_EXERCÍCIO 1:_ De acordo com o trecho selecionado abaixo, por que os Terena consideram a área retomada imprescindível para a sua sobrevivência? Responda em uma a três frases.

_TRECHO SELECIONADO:_
——

Os Terena da terra Cachoeirinha, no Mato Grosso do Sul, também têm sido ameaçados depois que retomaram suas terras, em 28 de outubro. Nesta semana, este povo enviou ao Ministério da Justiça e ao Ministério Público Federal carta relatando que as ameaças são “feitas por telefone ou mesmo diretamente por recado”. “A área retomada é terra tradicional imprescindível para nossa sobrevivência, pois possui os recursos naturais necessários para nós, como o córrego Ka´iKoe, de onde retiramos os peixes para alimentação das famílias e água para consumo da comunidade”. Eles também denunciam a demora para a demarcação da terra, que os obriga a tomar atitudes como a retomada. “Temos conhecimento de que o processo de demarcação (…) vem sendo protelado pelo Ministério da Justiça e pela Funai com encaminhamentos totalmente desnecessários e que não possuem fundamentação para justificar a demora para a publicação da Portaria Declaratória dos limites da terra”, afirmaram na carta.

——

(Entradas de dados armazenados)
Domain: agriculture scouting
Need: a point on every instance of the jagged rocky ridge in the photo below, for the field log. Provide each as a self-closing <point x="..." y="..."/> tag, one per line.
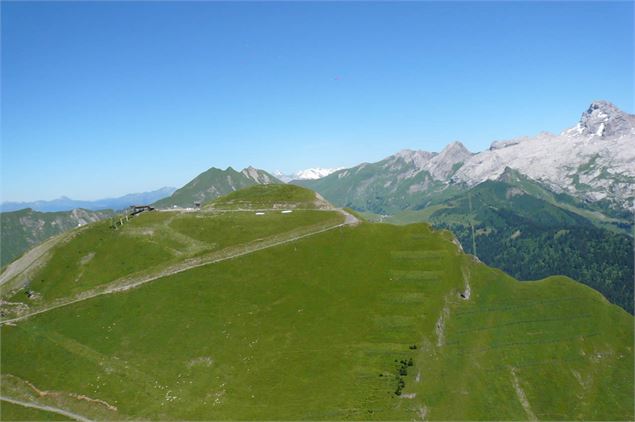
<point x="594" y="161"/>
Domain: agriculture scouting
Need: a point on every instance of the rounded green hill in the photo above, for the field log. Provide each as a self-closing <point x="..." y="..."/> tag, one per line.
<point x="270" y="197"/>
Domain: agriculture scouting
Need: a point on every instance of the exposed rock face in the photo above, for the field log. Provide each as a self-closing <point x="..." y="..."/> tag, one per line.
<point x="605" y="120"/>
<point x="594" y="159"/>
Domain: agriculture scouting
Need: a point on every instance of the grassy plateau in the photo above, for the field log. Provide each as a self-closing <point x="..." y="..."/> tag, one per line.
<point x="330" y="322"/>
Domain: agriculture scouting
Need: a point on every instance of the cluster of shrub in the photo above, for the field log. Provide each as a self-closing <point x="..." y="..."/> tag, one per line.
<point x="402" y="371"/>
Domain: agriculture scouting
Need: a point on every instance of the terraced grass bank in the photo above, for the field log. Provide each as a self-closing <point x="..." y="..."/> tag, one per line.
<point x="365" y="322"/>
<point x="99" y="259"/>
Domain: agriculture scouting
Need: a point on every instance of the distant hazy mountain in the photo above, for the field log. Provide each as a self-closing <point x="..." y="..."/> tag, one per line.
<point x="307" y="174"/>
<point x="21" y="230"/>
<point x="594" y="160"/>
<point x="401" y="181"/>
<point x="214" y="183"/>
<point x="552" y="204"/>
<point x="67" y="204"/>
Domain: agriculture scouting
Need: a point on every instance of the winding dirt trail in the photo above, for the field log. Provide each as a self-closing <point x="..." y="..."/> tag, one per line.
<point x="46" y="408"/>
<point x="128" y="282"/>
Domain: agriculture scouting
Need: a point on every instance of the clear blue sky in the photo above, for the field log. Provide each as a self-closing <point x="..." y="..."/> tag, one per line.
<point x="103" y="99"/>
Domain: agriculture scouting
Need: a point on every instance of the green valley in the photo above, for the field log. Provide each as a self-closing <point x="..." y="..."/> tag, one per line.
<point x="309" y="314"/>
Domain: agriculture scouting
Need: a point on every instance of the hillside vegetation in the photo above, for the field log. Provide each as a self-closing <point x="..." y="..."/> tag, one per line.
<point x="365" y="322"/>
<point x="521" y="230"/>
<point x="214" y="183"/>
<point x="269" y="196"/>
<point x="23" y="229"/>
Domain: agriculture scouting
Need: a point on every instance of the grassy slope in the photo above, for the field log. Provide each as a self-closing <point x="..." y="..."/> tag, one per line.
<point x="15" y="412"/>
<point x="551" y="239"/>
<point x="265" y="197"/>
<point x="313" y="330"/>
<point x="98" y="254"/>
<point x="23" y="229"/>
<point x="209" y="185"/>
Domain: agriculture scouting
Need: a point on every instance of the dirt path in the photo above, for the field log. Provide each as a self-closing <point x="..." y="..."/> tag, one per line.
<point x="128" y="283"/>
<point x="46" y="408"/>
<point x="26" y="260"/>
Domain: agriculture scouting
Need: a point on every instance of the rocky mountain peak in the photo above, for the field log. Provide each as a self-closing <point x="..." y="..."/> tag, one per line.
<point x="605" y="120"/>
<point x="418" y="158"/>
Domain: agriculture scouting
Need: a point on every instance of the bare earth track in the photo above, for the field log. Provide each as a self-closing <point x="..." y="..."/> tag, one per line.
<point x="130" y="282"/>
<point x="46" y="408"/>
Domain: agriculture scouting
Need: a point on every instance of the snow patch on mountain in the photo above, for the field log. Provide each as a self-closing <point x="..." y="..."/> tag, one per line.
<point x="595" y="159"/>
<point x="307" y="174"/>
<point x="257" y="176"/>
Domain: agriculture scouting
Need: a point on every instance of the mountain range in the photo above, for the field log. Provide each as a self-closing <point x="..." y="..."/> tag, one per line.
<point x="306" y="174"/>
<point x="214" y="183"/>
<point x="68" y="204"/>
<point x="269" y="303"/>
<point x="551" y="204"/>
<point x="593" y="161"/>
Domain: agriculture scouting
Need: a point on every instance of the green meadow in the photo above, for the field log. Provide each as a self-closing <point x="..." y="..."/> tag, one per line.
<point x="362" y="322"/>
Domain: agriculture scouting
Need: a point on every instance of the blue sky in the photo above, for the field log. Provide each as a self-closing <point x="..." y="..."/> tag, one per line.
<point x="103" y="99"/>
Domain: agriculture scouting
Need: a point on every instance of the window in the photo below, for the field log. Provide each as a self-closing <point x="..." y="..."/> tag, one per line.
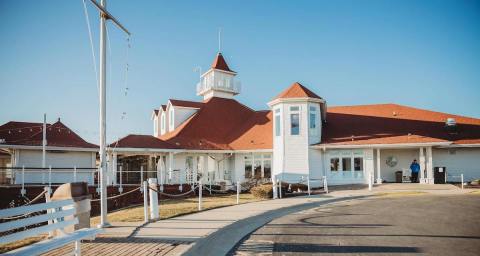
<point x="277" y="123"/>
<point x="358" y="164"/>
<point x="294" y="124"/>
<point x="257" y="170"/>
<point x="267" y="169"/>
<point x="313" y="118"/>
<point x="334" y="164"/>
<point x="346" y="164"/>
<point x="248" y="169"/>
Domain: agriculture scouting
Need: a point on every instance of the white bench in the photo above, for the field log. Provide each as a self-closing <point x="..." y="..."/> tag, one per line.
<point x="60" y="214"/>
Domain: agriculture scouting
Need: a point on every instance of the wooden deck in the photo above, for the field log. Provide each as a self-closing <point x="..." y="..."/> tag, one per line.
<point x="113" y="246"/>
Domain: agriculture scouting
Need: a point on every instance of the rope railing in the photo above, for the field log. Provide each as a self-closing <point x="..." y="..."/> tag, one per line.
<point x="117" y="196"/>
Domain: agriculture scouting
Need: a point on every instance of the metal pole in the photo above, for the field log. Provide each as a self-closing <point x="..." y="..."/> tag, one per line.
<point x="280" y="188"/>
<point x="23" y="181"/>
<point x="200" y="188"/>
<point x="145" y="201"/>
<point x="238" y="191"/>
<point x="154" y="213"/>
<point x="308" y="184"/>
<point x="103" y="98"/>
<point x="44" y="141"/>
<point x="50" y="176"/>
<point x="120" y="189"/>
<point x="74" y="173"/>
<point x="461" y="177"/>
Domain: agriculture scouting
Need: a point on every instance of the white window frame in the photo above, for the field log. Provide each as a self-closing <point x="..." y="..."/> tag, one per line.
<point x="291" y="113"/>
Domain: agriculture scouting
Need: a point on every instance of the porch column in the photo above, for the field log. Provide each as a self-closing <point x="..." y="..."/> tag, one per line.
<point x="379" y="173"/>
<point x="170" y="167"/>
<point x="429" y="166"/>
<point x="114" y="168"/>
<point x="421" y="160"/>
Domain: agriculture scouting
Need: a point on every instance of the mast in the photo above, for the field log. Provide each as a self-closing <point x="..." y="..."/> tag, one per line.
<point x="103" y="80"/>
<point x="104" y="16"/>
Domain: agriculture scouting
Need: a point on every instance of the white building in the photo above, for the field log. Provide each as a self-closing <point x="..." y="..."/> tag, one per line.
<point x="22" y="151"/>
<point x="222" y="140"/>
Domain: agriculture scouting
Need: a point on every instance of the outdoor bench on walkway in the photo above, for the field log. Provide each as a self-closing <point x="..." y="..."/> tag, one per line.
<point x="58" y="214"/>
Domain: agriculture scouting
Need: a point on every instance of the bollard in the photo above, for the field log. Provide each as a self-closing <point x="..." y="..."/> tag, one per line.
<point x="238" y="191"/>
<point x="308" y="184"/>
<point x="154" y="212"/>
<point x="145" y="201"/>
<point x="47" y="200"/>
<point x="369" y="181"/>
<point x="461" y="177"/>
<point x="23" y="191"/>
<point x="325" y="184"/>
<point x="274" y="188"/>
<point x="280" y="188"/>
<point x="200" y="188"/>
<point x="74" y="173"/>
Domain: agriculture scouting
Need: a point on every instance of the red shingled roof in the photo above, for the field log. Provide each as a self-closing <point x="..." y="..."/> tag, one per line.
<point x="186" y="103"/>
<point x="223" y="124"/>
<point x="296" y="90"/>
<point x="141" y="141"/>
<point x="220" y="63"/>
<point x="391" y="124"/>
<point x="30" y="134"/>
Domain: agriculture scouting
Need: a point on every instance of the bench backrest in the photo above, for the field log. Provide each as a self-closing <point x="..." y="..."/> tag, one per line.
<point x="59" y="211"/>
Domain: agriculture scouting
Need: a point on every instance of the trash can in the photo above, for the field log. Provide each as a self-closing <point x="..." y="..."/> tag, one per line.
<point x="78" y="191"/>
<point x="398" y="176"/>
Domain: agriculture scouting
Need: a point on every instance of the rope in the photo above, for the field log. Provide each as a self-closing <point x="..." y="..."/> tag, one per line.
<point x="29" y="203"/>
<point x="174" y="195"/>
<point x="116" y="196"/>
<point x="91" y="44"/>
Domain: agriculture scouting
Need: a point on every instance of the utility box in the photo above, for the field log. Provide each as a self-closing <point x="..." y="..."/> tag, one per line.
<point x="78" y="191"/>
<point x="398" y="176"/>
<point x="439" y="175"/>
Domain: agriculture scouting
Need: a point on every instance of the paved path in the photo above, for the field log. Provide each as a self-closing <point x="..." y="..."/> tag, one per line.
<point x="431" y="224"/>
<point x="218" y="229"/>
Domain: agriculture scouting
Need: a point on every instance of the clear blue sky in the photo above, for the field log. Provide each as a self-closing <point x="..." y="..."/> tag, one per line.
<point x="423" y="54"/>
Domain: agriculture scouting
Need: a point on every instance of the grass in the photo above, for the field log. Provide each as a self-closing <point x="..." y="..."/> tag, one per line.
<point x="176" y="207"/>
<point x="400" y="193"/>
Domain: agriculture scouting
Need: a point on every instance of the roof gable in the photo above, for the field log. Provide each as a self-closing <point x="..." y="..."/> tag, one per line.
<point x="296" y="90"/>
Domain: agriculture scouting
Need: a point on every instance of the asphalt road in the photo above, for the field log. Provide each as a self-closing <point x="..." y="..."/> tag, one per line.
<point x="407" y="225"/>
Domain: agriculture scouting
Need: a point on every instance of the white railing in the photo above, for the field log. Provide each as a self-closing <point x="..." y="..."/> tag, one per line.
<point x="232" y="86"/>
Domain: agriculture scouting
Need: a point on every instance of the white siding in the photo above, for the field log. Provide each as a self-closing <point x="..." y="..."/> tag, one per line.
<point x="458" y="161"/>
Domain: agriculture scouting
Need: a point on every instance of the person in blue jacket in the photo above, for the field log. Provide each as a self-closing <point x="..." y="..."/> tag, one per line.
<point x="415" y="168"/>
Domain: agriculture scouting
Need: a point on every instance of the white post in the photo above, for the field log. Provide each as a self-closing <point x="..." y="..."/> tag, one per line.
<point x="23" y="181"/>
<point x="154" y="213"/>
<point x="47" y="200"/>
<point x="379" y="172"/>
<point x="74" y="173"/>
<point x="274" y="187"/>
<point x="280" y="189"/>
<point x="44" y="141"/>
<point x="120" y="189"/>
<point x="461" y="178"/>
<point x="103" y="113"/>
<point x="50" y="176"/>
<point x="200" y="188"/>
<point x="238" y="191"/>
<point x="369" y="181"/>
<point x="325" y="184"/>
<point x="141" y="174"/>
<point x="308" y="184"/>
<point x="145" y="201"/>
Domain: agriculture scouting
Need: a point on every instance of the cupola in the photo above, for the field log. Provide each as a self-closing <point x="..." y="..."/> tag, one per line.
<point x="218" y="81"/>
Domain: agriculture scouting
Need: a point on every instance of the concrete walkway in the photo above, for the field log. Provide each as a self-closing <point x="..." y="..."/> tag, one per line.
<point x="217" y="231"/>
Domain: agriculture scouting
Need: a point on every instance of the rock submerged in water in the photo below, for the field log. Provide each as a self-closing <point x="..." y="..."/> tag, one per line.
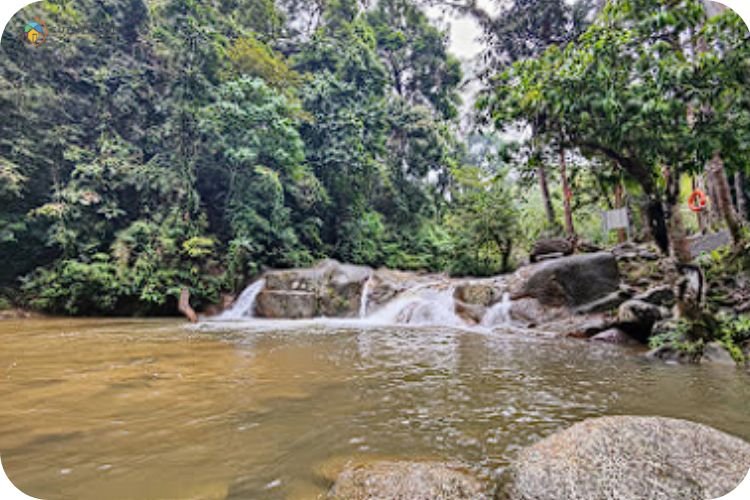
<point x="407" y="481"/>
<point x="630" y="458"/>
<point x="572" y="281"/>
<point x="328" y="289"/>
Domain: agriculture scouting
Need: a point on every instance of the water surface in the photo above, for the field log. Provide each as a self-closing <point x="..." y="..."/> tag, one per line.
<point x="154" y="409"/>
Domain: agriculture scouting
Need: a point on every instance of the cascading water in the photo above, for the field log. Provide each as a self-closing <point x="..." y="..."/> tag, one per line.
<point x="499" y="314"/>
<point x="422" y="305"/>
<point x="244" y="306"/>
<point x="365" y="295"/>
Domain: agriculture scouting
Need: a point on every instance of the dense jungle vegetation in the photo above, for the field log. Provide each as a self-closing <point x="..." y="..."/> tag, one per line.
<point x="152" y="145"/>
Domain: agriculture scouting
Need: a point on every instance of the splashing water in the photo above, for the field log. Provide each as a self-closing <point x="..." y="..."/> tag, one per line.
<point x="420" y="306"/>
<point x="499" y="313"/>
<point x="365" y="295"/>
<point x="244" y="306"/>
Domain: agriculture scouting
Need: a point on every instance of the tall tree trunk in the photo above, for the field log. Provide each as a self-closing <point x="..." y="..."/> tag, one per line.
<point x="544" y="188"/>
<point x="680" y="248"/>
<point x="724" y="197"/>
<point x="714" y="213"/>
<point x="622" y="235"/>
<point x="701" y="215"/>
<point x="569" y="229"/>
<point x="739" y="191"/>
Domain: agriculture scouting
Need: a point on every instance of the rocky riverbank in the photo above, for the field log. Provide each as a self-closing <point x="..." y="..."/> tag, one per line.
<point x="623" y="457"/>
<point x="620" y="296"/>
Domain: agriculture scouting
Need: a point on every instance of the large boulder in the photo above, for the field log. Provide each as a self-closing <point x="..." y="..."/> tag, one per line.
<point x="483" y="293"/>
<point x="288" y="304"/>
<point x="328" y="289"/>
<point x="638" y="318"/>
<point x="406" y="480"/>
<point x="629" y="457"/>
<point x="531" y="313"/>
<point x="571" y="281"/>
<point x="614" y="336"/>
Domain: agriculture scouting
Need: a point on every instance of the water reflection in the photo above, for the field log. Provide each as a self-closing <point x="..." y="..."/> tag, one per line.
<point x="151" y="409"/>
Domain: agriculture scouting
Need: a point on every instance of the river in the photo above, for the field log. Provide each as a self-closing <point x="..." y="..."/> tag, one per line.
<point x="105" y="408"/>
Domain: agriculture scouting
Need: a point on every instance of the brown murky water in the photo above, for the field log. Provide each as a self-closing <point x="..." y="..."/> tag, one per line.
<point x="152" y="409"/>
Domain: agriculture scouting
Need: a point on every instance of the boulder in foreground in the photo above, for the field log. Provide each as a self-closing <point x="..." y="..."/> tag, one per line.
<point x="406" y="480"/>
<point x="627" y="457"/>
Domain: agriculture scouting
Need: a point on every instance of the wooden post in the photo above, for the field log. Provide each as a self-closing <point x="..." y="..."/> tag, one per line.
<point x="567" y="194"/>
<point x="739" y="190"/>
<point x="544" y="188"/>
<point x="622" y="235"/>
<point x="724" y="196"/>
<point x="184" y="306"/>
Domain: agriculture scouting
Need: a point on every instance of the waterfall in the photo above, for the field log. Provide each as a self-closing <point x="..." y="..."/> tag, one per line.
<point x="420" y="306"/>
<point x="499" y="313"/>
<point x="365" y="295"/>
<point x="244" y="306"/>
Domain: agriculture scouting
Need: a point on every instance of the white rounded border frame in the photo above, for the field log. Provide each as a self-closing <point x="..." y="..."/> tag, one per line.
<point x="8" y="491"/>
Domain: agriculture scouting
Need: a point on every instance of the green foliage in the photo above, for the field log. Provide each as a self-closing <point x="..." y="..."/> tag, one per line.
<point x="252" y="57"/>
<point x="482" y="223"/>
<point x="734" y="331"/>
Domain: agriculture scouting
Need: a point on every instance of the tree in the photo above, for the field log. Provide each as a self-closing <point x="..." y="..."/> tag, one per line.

——

_EXERCÍCIO 2:_ Reúna todas as linhas das entradas acima que contêm a palavra "bench". Diferencie maiúsculas de minúsculas.

_SOLUÇÃO DA TAREFA 1:_ Eles a consideram imprescindível porque a área possui os recursos naturais de que necessitam. Entre esses recursos está o córrego Ka´iKoe, de onde retiram peixes para a alimentação das famílias e água para o consumo da comunidade.

_SOLUÇÃO DA TAREFA 2:_
Need: a point on every instance of the white bench in the photo above, for the field log. Provide each as a self-closing <point x="..." y="..."/> tag, one per line.
Need: a point on every instance of the outdoor bench on walkway in the photo above, for the field log. Provide each as a self-closing <point x="..." y="..."/> tag, one per line.
Need: a point on every instance of the bench backrest in the photo above, for the field log. Provide each as a self-closing <point x="..." y="..."/> tag, one per line.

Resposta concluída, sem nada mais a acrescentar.